Vincenzo La Bella was born in Naples in 1872. He attended the Institute of Fine Arts in Naples, where he studied under the guidance of Gioacchino Toma and Domenico Morelli. He was fascinated and carefully studied the paintings, exhibited in the National Museum's picture gallery, of the Neapolitan and Bolognese schools.
In 1890, he held his first official exhibition, and in 1892, he started his career as an illustrator in Paris, collaborating with the magazine Le Monde illustré. Until 1897, he created drawings representing the everyday life and customs of the society of that time. In France, he garnered acclaim, becoming close friends with Camille Flammarion, for whom he created a portrait. He also completed around sixty black and white compositions, commissioned to illustrate the Tales of Mystery and Imagination by Edgar Allan Poe.

He returned to Naples in 1897, where he continued his work as an illustrator for various books and publications.
In 1900, he collaborated for a few months with the newly established periodical Italia ride. In the same year, he participated in an illustration contest organized by Vittorio Alinari for a new edition of the Divine Comedy, presented at the I International Exhibition of Modern Decorative Art in Turin.

Starting from 1901, he created drawings and portraits of artistic and theatrical personalities to the art magazine Il Mezzogiorno artistico, including one of Eleonora Duse. In 1902, he exhibited illustrations for the Eighth and Ninth Cantos of Dante's Inferno at the First International Exhibition of "Bianco e Nero" in Rome.
In the years following 1904, after a brief stay of about a year in New York, where he continued working as an illustrator for magazines and newspapers, he resumed his painting career. In Naples, he created two frescoes in the examination room and vestibule on the first floor of the university building on Corso Umberto I. These frescoes depict Roberto d'Angiò, Petrarch and the tragic end of Hypatia.

┄┄┄┄┄┄

- WORK ITEM A -
According to the Vincenzo La Bella biography, which magazine did he collaborate with when he began his illustration career in Paris in 1892?
- WORK ITEM B -
Reproduce the Vincenzo La Bella biography between "Vincenzo La Bella" and "Edgar Allan Poe.", inclusive, substituting "Florence" for "Naples".
- WORK ITEM C -
Extend the Vincenzo La Bella biography, picking up after its last sentence.

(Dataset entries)
┄┄┄┄┄┄

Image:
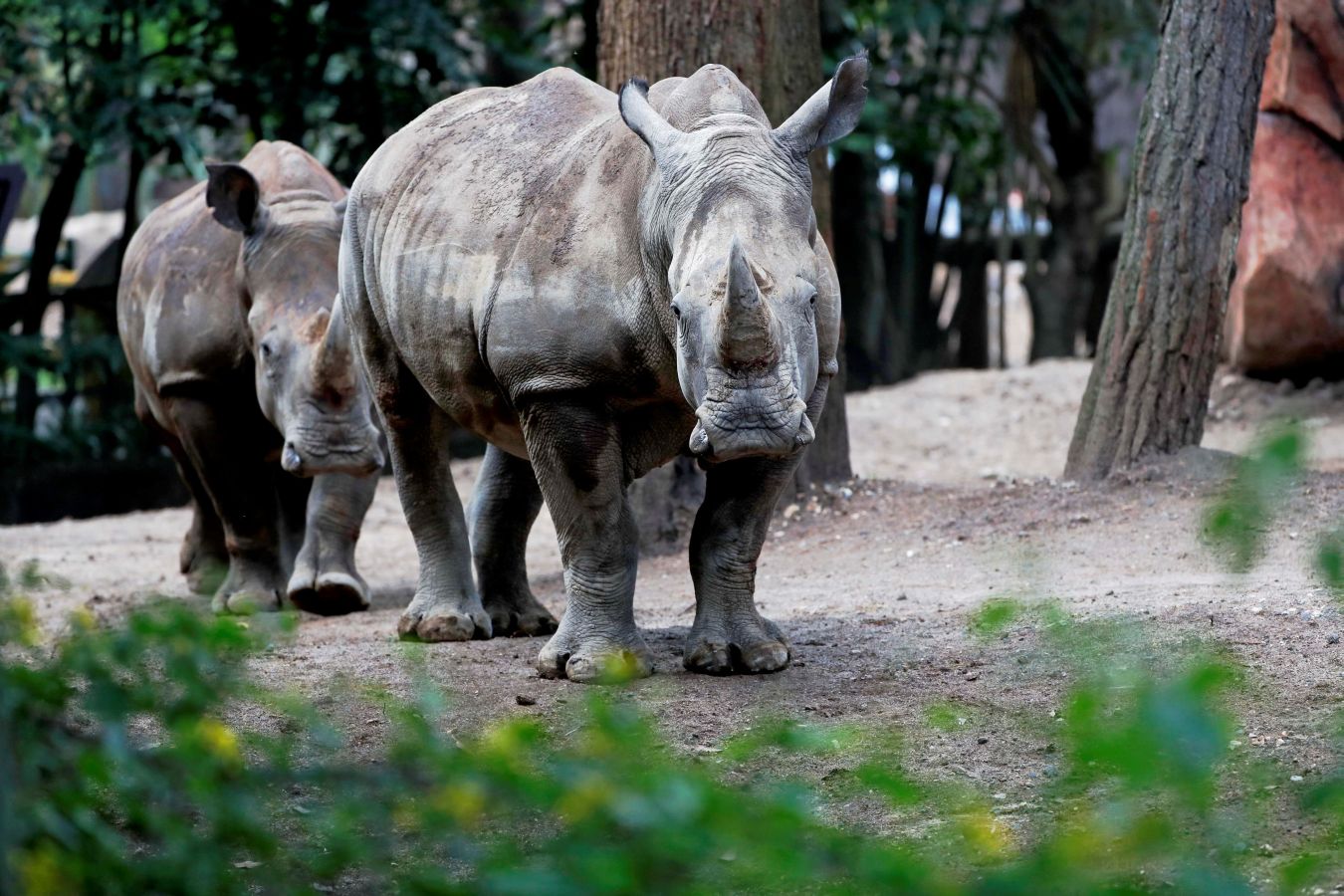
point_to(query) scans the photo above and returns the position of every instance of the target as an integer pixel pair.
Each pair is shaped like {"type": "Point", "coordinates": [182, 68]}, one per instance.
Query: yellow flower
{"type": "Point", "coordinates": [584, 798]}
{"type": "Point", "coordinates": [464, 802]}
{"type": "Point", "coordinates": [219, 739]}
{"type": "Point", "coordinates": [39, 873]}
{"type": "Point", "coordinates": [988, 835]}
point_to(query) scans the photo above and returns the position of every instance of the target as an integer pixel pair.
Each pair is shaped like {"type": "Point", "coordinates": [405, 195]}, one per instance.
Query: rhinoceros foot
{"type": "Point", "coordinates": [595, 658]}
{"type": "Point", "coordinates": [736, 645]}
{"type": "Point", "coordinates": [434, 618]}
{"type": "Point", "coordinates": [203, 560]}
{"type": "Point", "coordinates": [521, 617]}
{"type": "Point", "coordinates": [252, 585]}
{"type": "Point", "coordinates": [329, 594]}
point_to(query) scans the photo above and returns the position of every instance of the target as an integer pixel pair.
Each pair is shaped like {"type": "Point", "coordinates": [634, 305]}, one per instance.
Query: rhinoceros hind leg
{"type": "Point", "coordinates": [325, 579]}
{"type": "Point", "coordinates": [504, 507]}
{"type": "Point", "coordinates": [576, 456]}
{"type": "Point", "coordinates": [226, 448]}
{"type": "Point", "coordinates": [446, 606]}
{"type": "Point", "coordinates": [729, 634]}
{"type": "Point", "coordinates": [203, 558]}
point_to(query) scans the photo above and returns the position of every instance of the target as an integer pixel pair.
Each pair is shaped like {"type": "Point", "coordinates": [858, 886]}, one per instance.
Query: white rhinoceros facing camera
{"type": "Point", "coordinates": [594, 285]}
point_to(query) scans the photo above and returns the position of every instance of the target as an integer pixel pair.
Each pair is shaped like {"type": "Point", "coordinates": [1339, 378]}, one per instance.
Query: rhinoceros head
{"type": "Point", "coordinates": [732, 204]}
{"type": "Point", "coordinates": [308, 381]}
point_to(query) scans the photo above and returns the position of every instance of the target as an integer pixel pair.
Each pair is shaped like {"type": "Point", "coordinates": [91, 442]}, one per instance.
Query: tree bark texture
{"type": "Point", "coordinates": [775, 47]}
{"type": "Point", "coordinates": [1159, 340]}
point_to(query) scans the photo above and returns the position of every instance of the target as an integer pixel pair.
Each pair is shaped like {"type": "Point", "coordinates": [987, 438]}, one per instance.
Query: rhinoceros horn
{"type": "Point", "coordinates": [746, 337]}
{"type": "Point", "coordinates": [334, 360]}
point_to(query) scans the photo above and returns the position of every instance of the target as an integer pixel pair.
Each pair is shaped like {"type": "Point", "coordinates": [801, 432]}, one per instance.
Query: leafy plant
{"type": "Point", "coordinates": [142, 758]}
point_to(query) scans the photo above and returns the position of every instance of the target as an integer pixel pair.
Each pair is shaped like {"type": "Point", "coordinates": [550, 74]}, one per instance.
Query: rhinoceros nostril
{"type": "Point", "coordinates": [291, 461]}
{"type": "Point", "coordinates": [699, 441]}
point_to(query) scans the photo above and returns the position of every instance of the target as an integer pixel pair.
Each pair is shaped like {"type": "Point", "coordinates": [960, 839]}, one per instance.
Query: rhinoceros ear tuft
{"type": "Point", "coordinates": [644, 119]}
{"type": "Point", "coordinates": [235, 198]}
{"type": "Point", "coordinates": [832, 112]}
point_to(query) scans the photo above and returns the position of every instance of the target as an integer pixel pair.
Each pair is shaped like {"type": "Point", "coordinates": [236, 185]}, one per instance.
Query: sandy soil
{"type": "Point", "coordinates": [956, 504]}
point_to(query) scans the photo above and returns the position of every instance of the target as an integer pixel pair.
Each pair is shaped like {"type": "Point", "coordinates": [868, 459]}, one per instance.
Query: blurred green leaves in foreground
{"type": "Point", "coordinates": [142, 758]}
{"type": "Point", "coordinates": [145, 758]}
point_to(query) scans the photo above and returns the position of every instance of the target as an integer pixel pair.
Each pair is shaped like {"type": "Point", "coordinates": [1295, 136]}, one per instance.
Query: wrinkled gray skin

┄┄┄┄┄┄

- ANSWER A -
Le Monde illustré.

- ANSWER B -
Vincenzo La Bella was born in Florence in 1872. He attended the Institute of Fine Arts in Florence, where he studied under the guidance of Gioacchino Toma and Domenico Morelli. He was fascinated and carefully studied the paintings, exhibited in the National Museum's picture gallery, of the Neapolitan and Bolognese schools.
In 1890, he held his first official exhibition, and in 1892, he started his career as an illustrator in Paris, collaborating with the magazine Le Monde illustré. Until 1897, he created drawings representing the everyday life and customs of the society of that time. In France, he garnered acclaim, becoming close friends with Camille Flammarion, for whom he created a portrait. He also completed around sixty black and white compositions, commissioned to illustrate the Tales of Mystery and Imagination by Edgar Allan Poe.

- ANSWER C -
Vincenzo La Bella resumed collaborations with periodicals and newspapers, including Il Mattino illustrato, Il Roma della domenica, L'Arte muta (a film life review), and the Milanese magazine Varietas. Between 1898 and 1918, he designed numerous covers for songs published by music publishers Santojanni, Pierro, and Alfano.

In the late 19th and early 20th centuries, he was a frequent guest at cultural circles and intellectual salons in Naples, where he portrayed women of Neapolitan aristocracy. He was a particularly regular visitor to the home of the painter Eduardo Dalbono and the historic Gambrinus café, a gathering place for artists, writers, and politicians, where he also participated in decorating the salon.
Starting in the 1910s, he became an art teacher at the San Carlo all'Arena in Naples, alongside Carlo Siviero. He continued to participate in national and international public exhibitions. In 1921, he exhibited at the First Naples Biennial and the First Rome Biennial, in 1922 at the Florentine Spring Exhibition, and in 1924, he was a member of the regional Campania commission for the Second International Exhibition of Decorative Arts, held in Monza the following year.

Vincenzo La Bella died in Naples on December 26, 1954, after spending his final years at home, yet continuing to work.